> **Passage**:
# TNT Eggplant Patties



## kadesma (Jul 5, 2012)

Peel and cook til tender 1 large eggplant drain and then mash well stir into the mashed eggplant 1 beaten egg,2-3 Tab flour,1 Tab. melted butter,1tea. salt and some fresh ground black pepper,1 clove crushed garlic,1 tea baking powder, heat skillet with evoo and drop teaspoons of the batter onto the hot skillet fry both sides of patties til golden and done.Great as is, nice dunked into a homemade ranch,

enjoy
kades


----------



## Cheryl J (Jul 5, 2012)

Ooooh, sounds yummy.  I love eggplant.  Bet that would be good with a marinara sauce, too.  

Thanks for sharing, kadesma!


----------



## kadesma (Jul 5, 2012)

Cheryl J said:


> Ooooh, sounds yummy.  I love eggplant.  Bet that would be good with a marinara sauce, too.
> 
> Thanks for sharing, kadesma!


You're welcome Cheryl, the marinara sounds yummy too will try that next time. and thank you.
kades


----------



## 4meandthem (Jul 5, 2012)

I was thinking marinara too or maybe a classic bruschetta tomato topping with balsamic, capers, Italian parsley etc.


----------



## merstar (Jul 6, 2012)

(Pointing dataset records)
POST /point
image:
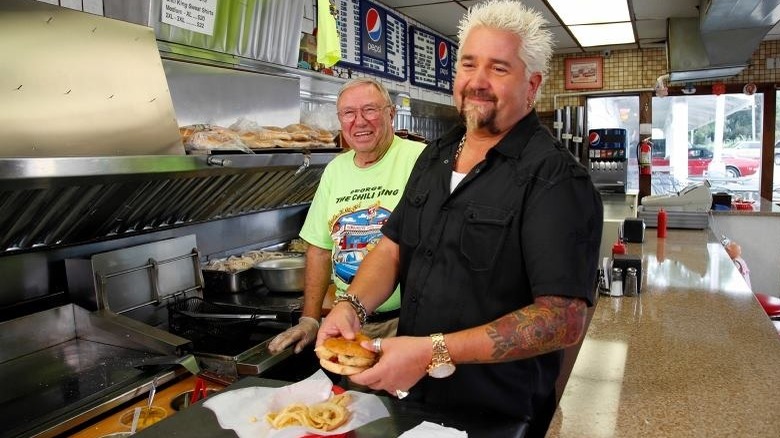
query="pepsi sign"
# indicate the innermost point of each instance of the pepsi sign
(594, 138)
(373, 32)
(373, 24)
(373, 39)
(444, 54)
(432, 60)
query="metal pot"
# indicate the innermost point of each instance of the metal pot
(283, 275)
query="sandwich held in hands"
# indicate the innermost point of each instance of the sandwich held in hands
(344, 356)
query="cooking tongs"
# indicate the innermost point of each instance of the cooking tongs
(200, 315)
(189, 362)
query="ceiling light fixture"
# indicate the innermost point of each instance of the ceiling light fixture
(596, 22)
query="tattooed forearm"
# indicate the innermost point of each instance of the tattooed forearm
(549, 324)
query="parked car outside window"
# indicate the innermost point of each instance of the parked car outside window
(751, 149)
(699, 159)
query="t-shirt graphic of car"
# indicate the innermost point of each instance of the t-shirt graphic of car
(354, 235)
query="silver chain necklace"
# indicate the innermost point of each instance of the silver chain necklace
(459, 150)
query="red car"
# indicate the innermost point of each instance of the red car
(699, 159)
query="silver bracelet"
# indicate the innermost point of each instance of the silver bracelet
(359, 308)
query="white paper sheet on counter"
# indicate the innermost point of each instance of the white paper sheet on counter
(238, 408)
(427, 429)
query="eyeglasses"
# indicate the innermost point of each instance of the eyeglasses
(368, 112)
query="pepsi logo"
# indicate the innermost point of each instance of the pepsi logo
(373, 24)
(444, 54)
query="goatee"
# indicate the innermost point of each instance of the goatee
(478, 116)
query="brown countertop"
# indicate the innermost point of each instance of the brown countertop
(693, 355)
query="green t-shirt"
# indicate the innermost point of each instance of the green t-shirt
(352, 204)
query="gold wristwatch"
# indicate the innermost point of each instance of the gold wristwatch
(441, 364)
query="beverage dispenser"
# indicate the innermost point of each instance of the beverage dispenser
(607, 158)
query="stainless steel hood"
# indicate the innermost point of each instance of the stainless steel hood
(49, 202)
(721, 41)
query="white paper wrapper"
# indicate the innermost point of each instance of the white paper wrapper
(236, 409)
(432, 430)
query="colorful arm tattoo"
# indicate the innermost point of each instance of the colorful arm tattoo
(551, 323)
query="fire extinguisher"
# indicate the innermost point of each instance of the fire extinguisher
(644, 151)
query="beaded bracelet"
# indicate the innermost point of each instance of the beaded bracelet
(360, 309)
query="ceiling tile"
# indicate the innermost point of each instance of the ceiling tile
(651, 29)
(441, 17)
(562, 39)
(665, 8)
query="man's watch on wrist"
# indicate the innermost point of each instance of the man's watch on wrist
(360, 310)
(441, 365)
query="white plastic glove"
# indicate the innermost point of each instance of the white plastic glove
(302, 333)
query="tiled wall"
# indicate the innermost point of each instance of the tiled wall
(640, 69)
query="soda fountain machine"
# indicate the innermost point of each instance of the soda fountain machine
(607, 159)
(569, 127)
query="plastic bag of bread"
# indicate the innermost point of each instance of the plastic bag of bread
(202, 139)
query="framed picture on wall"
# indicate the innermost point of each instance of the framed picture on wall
(584, 73)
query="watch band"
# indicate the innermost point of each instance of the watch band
(359, 308)
(441, 363)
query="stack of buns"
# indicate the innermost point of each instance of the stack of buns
(244, 136)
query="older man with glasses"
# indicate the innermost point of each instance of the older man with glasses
(357, 192)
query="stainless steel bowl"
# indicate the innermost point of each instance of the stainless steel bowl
(282, 275)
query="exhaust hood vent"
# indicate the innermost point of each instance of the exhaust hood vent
(687, 56)
(720, 42)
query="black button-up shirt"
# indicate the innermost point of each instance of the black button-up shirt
(525, 222)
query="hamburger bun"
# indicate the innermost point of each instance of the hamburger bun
(345, 357)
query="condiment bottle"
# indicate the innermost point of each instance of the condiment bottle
(662, 223)
(630, 289)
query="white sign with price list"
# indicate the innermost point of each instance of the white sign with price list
(194, 15)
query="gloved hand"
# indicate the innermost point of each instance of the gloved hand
(302, 333)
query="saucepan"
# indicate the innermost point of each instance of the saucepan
(282, 274)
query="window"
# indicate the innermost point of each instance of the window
(717, 138)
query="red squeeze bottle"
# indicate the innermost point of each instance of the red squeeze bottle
(618, 248)
(662, 223)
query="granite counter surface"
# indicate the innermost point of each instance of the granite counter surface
(693, 355)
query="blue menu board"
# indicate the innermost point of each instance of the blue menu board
(432, 60)
(373, 39)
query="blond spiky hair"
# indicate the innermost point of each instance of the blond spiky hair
(536, 43)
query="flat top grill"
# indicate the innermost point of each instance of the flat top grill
(78, 375)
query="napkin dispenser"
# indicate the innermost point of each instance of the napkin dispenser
(625, 261)
(633, 230)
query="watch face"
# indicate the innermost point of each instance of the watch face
(442, 370)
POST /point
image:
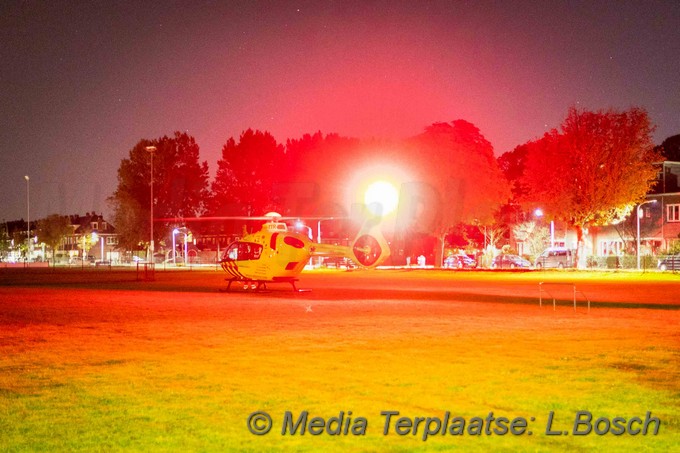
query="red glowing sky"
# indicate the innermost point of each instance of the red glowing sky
(83, 83)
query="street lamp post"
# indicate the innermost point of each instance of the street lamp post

> **Exercise task A**: According to the eggplant patties thread, how much baking powder goes into the batter?
> **Exercise task B**: Write what comes next in the eggplant patties thread, picking up right after its last line.

> **Final result A**: One teaspoon.

> **Final result B**:
The patties sound great - Thanks!

Here's another eggplant recipe you might want to check out - I've made it many times. It's baked, but is very crispy and tastes like it's fried. First time I made it, I found it too salty, so now I double the breadcrumbs and halve the Parmigiano Reggiano. I also add some dried herbs to the breadcrumbs and use a variety of cheeses on top.
FAUX FRIED EGGPLANT
Faux Fried Eggplant Aubergine) Recipe - Food.com - 59115


----------



## kadesma (Jul 6, 2012)

merstar said:


> The patties sound great - Thanks!
> 
> Here's another eggplant recipe you might want to check out - I've made it many times. It's baked, but is very crispy and tastes like it's fried. First time I made it, I found it too salty, so now I double the breadcrumbs and halve the Parmigiano Reggiano. I also add some dried herbs to the breadcrumbs and use a variety of cheeses on top.
> FAUX FRIED EGGPLANT
> Faux Fried Eggplant Aubergine) Recipe - Food.com - 59115


Thank you Merstar, this recipe sounds great. I know my gang will love it.
kades


----------



## kadesma (Jul 6, 2012)

4meandthem said:


> I was thinking marinara too or maybe a classic bruschetta tomato topping with balsamic, capers, Italian parsley etc.


Great idea, will try it this way. We love bruschetta.Thank you
kades


----------



## Zhizara (Jul 6, 2012)

I'm making an eggplant lasagna today and I may have some left over.  Hmmm.... Delicious ideas!


----------



## PrincessFiona60 (Jul 6, 2012)

Oh, sounds like a good idea for me to use up the last of the eggplant.  Cook and mash for later!  Be a quick eggplant parmesan cheat.

Yum, Thanks, Ma!


----------



## kadesma (Jul 6, 2012)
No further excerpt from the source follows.